SET EXERCISE 1: Update the rows starting at the line that has "Run detection for offensive" and running through the last row, replacing "frame" with "image" and changing nothing else.

TEXT EXCERPT:
--- start ---

# where to buy NGK equipment? NGK questions.



## MickeyKnox (Jun 17, 2006)

I have 1995 altima.

what is the best place to buy NGK spark plugs and 
spark plug wires? is is www.sparkplugs.com ? 

I don't have any performance enhancements on my car. which NGK spark plugs
should I use

double platinum
iridium plug
IX iridium

GP platinum

regular OEM equivalent.

which of those are copper sparks.


what about O2 sensor? I have bosch O2 sensor in the front? do bosch O2 sensors
suck as much as their spark plugs?


----------



## Asleep (Jan 19, 2003)

bosch o2 sensors are the only ones ive used since ive had my altima. considering that bosch made the first electronic fuel injection system - all of their products cant be shitty. 
you can go with just the regular ole ngk v-powers. the plug number for your altima is BKR5-11. they have different variants such as es-11's and s11's and things like that. s just mean standard plug. the 11 means they are gapped at right about .045.


----------



## MickeyKnox (Jun 17, 2006)

thanks.
I bought spark platinum spark plugs(people say they give better sparks, better mileage.. don't know)
11$ set of four.
and ordered NGK ignition wires from NGK.com.


----------

--- end ---

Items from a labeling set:
--- start ---

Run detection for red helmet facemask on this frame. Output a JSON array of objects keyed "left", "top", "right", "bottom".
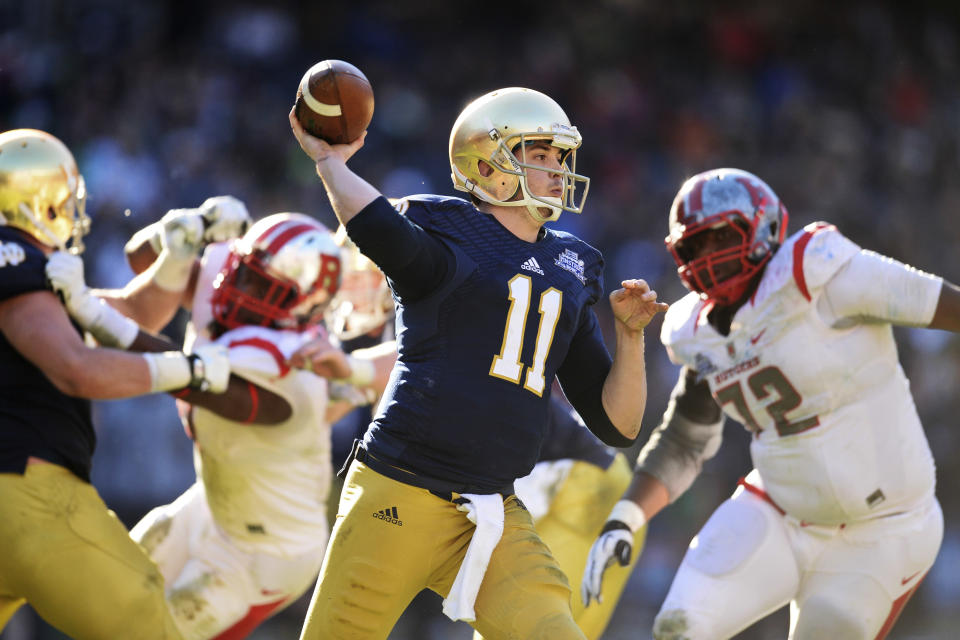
[
  {"left": 665, "top": 169, "right": 788, "bottom": 305},
  {"left": 211, "top": 213, "right": 341, "bottom": 330}
]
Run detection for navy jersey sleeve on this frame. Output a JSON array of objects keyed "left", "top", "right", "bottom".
[
  {"left": 537, "top": 395, "right": 614, "bottom": 469},
  {"left": 346, "top": 196, "right": 453, "bottom": 301},
  {"left": 0, "top": 228, "right": 49, "bottom": 300}
]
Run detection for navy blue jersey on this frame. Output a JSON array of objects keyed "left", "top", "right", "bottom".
[
  {"left": 0, "top": 227, "right": 96, "bottom": 481},
  {"left": 537, "top": 398, "right": 615, "bottom": 469},
  {"left": 347, "top": 196, "right": 629, "bottom": 492}
]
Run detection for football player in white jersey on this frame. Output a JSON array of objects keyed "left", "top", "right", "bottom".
[
  {"left": 582, "top": 169, "right": 960, "bottom": 640},
  {"left": 47, "top": 212, "right": 392, "bottom": 640}
]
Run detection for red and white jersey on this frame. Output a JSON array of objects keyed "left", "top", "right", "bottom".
[
  {"left": 661, "top": 223, "right": 938, "bottom": 525},
  {"left": 182, "top": 243, "right": 332, "bottom": 555}
]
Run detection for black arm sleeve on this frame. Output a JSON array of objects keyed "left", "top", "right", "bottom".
[
  {"left": 346, "top": 196, "right": 453, "bottom": 300},
  {"left": 557, "top": 309, "right": 634, "bottom": 449}
]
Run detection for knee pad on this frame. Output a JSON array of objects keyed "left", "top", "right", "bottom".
[{"left": 653, "top": 609, "right": 691, "bottom": 640}]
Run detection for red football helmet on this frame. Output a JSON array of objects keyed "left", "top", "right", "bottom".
[
  {"left": 211, "top": 213, "right": 341, "bottom": 330},
  {"left": 665, "top": 169, "right": 788, "bottom": 305}
]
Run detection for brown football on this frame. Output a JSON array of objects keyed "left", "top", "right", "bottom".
[{"left": 294, "top": 60, "right": 373, "bottom": 144}]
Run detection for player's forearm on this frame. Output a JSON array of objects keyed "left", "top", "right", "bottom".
[
  {"left": 602, "top": 324, "right": 647, "bottom": 439},
  {"left": 317, "top": 155, "right": 380, "bottom": 224},
  {"left": 93, "top": 272, "right": 184, "bottom": 332}
]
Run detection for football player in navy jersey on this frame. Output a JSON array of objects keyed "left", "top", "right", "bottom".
[
  {"left": 290, "top": 88, "right": 666, "bottom": 638},
  {"left": 0, "top": 129, "right": 229, "bottom": 639},
  {"left": 328, "top": 226, "right": 646, "bottom": 639}
]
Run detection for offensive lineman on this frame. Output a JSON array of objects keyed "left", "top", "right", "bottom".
[
  {"left": 47, "top": 210, "right": 392, "bottom": 640},
  {"left": 582, "top": 169, "right": 960, "bottom": 640},
  {"left": 0, "top": 129, "right": 229, "bottom": 640}
]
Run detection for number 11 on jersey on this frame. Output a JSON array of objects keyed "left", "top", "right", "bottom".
[{"left": 490, "top": 273, "right": 563, "bottom": 396}]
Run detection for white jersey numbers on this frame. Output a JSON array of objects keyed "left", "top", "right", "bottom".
[
  {"left": 490, "top": 273, "right": 563, "bottom": 396},
  {"left": 716, "top": 367, "right": 820, "bottom": 436}
]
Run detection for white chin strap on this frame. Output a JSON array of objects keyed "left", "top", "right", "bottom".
[
  {"left": 20, "top": 202, "right": 67, "bottom": 251},
  {"left": 510, "top": 176, "right": 563, "bottom": 224}
]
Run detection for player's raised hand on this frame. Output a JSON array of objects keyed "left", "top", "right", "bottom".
[
  {"left": 200, "top": 196, "right": 251, "bottom": 242},
  {"left": 610, "top": 279, "right": 670, "bottom": 331},
  {"left": 160, "top": 209, "right": 204, "bottom": 260},
  {"left": 289, "top": 109, "right": 367, "bottom": 162}
]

--- end ---

SET EXERCISE 2: Retype the forum thread about NGK spark plugs, starting at the words "# where to buy" and stopping after "is www.sparkplugs.com ?".

FULL RESPONSE 1:
Run detection for offensive lineman on this image. Output a JSON array of objects keyed "left", "top", "right", "bottom".
[
  {"left": 47, "top": 210, "right": 392, "bottom": 640},
  {"left": 582, "top": 169, "right": 960, "bottom": 640},
  {"left": 0, "top": 129, "right": 229, "bottom": 640}
]
Run detection for number 11 on jersey on this image. Output a JSON array of objects keyed "left", "top", "right", "bottom".
[{"left": 490, "top": 273, "right": 563, "bottom": 396}]
Run detection for white jersey numbers on this image. Output a JSON array of objects keyed "left", "top", "right", "bottom".
[
  {"left": 490, "top": 273, "right": 563, "bottom": 396},
  {"left": 716, "top": 367, "right": 820, "bottom": 436}
]
Run detection for white chin strap on this image. Output a JSON array of objects keyed "left", "top", "right", "bottom".
[
  {"left": 20, "top": 202, "right": 67, "bottom": 251},
  {"left": 510, "top": 176, "right": 563, "bottom": 224}
]
Run detection for player's raised hand on this image. Output a JSON array of objects keyed "left", "top", "right", "bottom".
[
  {"left": 200, "top": 196, "right": 251, "bottom": 242},
  {"left": 610, "top": 279, "right": 670, "bottom": 331},
  {"left": 160, "top": 209, "right": 204, "bottom": 260},
  {"left": 289, "top": 109, "right": 367, "bottom": 162}
]

FULL RESPONSE 2:
# where to buy NGK equipment? NGK questions.



## MickeyKnox (Jun 17, 2006)

I have 1995 altima.

what is the best place to buy NGK spark plugs and 
spark plug wires? is is www.sparkplugs.com ?